◆ **Work instructions**: In the data below, find the line containing "[locate] flip-flop (one"; reproduce that line and all subsequent lines exactly, and nothing else.

=== Working data ===

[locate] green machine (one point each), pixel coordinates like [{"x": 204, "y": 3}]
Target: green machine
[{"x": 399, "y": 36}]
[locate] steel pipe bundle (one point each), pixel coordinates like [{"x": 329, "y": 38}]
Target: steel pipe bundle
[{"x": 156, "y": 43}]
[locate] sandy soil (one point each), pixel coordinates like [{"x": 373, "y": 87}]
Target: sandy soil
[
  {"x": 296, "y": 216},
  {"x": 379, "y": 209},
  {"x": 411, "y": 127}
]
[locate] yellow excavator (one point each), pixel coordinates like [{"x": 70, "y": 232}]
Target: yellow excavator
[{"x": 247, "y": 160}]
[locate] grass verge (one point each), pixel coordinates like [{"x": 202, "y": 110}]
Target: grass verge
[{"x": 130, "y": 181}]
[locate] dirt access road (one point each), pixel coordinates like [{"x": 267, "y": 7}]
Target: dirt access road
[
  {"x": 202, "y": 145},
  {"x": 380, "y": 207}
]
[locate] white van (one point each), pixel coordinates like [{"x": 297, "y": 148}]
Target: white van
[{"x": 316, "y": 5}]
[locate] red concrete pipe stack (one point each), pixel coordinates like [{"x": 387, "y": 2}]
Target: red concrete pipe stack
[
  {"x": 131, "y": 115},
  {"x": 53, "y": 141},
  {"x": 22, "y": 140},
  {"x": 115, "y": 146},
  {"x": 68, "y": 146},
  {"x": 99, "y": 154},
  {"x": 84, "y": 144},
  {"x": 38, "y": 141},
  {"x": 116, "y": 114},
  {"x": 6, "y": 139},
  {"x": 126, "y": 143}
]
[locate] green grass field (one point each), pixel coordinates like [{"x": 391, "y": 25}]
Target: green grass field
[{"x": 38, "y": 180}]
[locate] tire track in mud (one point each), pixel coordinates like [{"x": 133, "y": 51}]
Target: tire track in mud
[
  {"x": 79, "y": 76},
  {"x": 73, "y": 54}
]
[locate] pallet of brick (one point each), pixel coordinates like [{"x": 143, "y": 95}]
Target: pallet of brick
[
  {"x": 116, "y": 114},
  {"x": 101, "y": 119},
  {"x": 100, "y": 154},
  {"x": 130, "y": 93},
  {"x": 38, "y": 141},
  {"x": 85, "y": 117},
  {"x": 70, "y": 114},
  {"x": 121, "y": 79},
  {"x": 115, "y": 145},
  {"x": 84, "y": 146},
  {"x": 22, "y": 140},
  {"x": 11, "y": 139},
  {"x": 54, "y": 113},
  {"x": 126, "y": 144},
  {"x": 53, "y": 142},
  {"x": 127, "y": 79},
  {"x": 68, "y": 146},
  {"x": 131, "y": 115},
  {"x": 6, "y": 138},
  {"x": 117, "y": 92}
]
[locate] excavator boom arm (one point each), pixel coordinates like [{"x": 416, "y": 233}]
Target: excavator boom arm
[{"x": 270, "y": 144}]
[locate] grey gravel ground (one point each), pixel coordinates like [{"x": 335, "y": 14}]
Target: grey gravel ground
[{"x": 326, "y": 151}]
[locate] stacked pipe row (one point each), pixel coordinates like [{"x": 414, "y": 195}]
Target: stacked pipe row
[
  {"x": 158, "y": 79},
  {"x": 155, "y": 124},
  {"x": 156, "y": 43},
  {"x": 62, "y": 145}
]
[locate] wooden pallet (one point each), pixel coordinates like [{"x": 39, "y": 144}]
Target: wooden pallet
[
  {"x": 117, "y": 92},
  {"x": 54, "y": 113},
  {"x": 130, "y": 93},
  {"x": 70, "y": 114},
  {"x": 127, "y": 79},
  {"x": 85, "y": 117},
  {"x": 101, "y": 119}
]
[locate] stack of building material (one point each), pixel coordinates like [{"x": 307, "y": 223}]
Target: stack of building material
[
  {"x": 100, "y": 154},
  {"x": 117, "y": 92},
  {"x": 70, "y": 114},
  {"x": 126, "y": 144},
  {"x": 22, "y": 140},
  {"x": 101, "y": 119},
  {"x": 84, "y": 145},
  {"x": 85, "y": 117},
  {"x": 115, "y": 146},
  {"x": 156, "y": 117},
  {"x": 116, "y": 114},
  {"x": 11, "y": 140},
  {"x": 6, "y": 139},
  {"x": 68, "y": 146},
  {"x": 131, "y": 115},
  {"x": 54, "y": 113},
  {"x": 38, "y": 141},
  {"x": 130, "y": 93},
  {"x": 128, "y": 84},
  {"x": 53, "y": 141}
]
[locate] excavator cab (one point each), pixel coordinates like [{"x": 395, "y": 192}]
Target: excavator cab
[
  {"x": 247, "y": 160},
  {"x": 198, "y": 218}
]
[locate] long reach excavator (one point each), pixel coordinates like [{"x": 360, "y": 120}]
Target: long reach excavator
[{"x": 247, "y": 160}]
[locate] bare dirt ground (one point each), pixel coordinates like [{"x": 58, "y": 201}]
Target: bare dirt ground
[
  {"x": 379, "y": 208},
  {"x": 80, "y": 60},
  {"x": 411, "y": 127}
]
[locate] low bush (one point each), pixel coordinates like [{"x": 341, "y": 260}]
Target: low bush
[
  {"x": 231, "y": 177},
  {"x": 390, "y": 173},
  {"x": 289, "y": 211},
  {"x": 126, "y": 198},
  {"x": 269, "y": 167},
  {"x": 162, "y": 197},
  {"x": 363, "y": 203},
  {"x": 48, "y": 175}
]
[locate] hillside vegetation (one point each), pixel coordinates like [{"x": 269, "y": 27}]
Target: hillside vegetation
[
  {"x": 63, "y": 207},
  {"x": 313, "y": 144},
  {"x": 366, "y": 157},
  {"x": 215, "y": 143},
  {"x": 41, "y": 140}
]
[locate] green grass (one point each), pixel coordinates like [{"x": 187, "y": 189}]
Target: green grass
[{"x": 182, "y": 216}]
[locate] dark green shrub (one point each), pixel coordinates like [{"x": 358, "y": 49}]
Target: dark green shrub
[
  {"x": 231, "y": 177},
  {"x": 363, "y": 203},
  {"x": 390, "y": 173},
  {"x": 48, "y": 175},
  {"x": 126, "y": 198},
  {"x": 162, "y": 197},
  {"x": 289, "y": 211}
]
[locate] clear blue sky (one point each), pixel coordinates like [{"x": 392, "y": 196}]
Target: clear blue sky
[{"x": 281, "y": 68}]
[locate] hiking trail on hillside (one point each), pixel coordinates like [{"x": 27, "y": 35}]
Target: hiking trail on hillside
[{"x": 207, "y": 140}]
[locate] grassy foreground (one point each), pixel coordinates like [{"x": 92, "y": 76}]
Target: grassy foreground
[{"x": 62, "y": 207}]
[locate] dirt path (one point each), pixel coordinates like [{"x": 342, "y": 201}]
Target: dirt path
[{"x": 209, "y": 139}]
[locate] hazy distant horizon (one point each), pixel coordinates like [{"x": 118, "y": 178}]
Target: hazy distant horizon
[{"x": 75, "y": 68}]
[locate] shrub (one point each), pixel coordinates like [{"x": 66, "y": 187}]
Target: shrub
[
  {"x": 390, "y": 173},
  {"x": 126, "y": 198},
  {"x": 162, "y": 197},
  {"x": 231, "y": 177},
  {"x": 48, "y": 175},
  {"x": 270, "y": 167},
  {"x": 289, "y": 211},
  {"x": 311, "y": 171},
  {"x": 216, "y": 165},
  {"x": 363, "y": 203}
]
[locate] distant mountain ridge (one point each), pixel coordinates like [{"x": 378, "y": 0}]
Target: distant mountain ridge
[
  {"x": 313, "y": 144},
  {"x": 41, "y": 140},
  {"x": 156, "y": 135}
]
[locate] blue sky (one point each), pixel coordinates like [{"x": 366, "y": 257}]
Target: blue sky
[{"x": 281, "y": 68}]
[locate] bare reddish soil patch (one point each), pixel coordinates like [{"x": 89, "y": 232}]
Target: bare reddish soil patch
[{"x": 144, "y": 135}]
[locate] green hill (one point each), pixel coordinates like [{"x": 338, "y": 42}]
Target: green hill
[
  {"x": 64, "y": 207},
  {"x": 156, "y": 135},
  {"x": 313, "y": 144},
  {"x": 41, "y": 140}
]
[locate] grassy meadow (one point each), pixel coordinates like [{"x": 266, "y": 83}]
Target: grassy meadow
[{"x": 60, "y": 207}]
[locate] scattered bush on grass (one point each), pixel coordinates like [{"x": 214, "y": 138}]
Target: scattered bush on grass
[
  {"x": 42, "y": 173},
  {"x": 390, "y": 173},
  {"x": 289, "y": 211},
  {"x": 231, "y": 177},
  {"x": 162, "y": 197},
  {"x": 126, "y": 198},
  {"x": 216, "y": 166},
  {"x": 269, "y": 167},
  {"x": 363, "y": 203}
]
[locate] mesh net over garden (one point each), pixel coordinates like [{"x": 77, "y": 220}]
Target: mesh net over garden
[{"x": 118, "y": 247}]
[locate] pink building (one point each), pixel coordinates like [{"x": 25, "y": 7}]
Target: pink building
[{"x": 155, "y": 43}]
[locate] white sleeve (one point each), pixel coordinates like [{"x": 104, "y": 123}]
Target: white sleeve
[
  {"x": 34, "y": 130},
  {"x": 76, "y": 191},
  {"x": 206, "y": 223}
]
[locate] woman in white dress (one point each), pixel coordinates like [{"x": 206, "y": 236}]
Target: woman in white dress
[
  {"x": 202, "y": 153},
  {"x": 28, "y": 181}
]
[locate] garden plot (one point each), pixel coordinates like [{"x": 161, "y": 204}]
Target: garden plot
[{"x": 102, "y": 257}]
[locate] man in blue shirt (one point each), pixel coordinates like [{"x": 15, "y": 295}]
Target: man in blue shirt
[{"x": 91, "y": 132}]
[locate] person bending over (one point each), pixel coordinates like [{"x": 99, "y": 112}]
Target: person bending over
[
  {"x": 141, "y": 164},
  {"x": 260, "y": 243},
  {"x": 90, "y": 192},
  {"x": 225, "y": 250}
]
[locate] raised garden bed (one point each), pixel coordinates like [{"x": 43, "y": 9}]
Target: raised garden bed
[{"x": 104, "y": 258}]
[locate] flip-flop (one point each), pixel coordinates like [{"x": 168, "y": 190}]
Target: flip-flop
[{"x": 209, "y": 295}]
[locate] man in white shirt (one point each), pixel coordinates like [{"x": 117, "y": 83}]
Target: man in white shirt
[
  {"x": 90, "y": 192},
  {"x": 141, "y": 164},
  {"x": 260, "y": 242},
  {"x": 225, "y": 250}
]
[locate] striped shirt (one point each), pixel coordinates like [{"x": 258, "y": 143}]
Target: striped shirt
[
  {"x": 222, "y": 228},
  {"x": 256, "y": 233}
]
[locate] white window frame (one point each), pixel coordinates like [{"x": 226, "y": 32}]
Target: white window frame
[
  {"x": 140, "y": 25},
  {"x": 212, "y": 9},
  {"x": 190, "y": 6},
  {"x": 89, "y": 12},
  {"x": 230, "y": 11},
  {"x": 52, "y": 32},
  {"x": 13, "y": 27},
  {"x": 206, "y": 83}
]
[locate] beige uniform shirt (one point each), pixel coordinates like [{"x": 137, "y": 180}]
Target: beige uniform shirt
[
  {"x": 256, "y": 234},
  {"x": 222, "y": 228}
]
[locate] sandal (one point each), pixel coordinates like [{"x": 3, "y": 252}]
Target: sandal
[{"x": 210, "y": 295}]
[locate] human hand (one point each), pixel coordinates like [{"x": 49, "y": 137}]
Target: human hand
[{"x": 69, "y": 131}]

===

◆ **Expected answer**:
[locate] flip-flop (one point each), pixel coordinates like [{"x": 168, "y": 190}]
Target: flip-flop
[{"x": 209, "y": 295}]
[locate] man in white shirt (one point each), pixel coordinates like [{"x": 117, "y": 83}]
Target: man in white shirt
[
  {"x": 90, "y": 192},
  {"x": 141, "y": 164},
  {"x": 260, "y": 242},
  {"x": 225, "y": 250}
]
[locate] striped shirt (one point each), pixel coordinates like [{"x": 258, "y": 143}]
Target: striped shirt
[
  {"x": 222, "y": 228},
  {"x": 256, "y": 233}
]
[locate] white window frame (one point each), pixel coordinates like [{"x": 226, "y": 32}]
Target: white window frame
[
  {"x": 140, "y": 25},
  {"x": 212, "y": 9},
  {"x": 190, "y": 6},
  {"x": 89, "y": 12},
  {"x": 230, "y": 11},
  {"x": 52, "y": 32},
  {"x": 13, "y": 27},
  {"x": 206, "y": 83}
]
[locate] beige uniform shirt (one point each), pixel coordinates like [{"x": 137, "y": 180}]
Target: beige uniform shirt
[
  {"x": 256, "y": 234},
  {"x": 222, "y": 228}
]
[locate] sandal (one point each), pixel coordinates like [{"x": 3, "y": 252}]
Target: sandal
[{"x": 210, "y": 295}]
[locate] human hand (one point each), pixel coordinates like [{"x": 49, "y": 137}]
Target: human hand
[{"x": 69, "y": 131}]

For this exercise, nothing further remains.